#### Document section
——

I understand that verse because I’m a dad.  I have two kids.  And I understand that as a father, God has built into me a desire and a fulfillment that comes in meeting the needs of my children.  I care what their needs are.  I’m interested in their needs.  And I will do everything that I can and everything within my ability to meet their needs.  That doesn’t mean I fulfill their every request.  That doesn’t mean that they get everything they want.  But what it does mean that part of what it means for me to be a father to my kids is I am absolutely committed to meeting their needs. 

If that’s true of me an imperfect Father with incomplete knowledge and limited resources how much more true is it of our heavenly Father who is all powerful?

Notice the last three words in verse 11.  He says our heaven Father gives good gifts to those who ask Him.  The whole point of this phrase in the model prayer is we are to ask God to meet the needs in our lives. 

As a pastor for more than 20 years I’ve observed some barriers that people have when it comes to praying and asking God to meet their needs. 

One of those barriers is that some of us deep down are not really convinced that God could love us like that.  You may have truly given your life to Christ.  You may be truly forgiven of your sins.  You may be on your way to heaven but you still live      in bondage to your past and with an overwhelming sense of guilt and condemnation.  But the good news of the Bible is in the book of Romans God says to us to those who are in Christ Jesus there’s no condemnation.  And one of the things that Satan will use in our life to keep us anxious and worried and defeated is he keeps playing tapes of our past.  So hundreds of people who will be in these services this weekend the single greatest first step that you can take for your spiritual growth is to actually believe that God loves you and He cares about your needs, that He’s interested in your life and that He is your Father and He delights in you.

Another barrier that some of us have is actually our view of God.  Our view of God is that God is kind of distant and occupied with the bigger things in life and He doesn’t really care about the details of my life.  Or maybe even more seriously.  Some of us deep down are not really convinced that prayer really matters or changes things.  We’re kind of self sufficient so we try to solve every one of life’s problems on our own and if it gets really bad enough and we can’t figure it out and things are desperate enough we turn to God in prayer.  Rather than prayer being our first response, it’s our last resort. 

But listen to these words out of the book of Romans 8, verse 32 where Paul says, “Since God did not spare even His own Son but gave Him up for us all won’t God who gave us Christ also give us everything else.”

——

#### Extracted information
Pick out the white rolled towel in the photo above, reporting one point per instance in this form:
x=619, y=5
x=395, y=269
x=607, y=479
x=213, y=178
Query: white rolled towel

——

#### What to work on
- a) Decide whether each statement agrees with the sermon excerpt, answering yes or no and quoting the words that decide it. (i) The speaker has two children. (ii) The speaker says being a father means fulfilling every request a child makes. (iii) The speaker has served as a pastor for more than 20 years.
- b) In the sermon excerpt, what does Satan keep playing to keep people anxious, worried and defeated?
- c) Resume the sermon excerpt after its last sentence, the quotation from Romans 8, verse 32.
The entries are separate material from the sermon excerpt.

#### Answers for the exercise
- a)
(i) Yes: "I have two kids."
(ii) No: "That doesn’t mean I fulfill their every request."
(iii) Yes: "As a pastor for more than 20 years"

- b) Tapes of our past.

- c)
Here’s an honest question.  Are you willing to take God at His word?  God says to you this morning, If I would send My only Son Jesus to planet earth and allow Him to be crucified on a cross and hang there for six hours and to pay the price so that you can be in My family.  God says, Don’t you think that I’ll take care of your needs?

The question is do we really believe that.  I think a lot of the anxiety we have in our lives comes the fact that we don’t really believe that. 

Again, let me use my own kids as an example.  I promise you tonight when my two kids go to bed they are not worried about whether or not tomorrow there’s going to be food in the refrigerator.  They’re not worried about tomorrow morning when they wake up the lights are going to come on or whether or not they’re going to be able to take a hot shower or whether or not there will be clothes in their closet.  Because they know us.  They know their mother and they know me and they know that every day of their lives we have done the best we can to make sure that their needs are met and they have confidence in us because now with my son we have nineteen years of track record and with my daughter sixteen years track record taking care of their needs. 

I want to say to you that the closer you get to Christ, the more you get to know Him, the more intimate your relationship is with Him, the greater your confidence will be that as a loving Father He’ll meet your needs.  And the greater He will build track record with you that will show that He is always faithful. 

Before we move on I want us to consider a couple very simple applications that any of us could do this week.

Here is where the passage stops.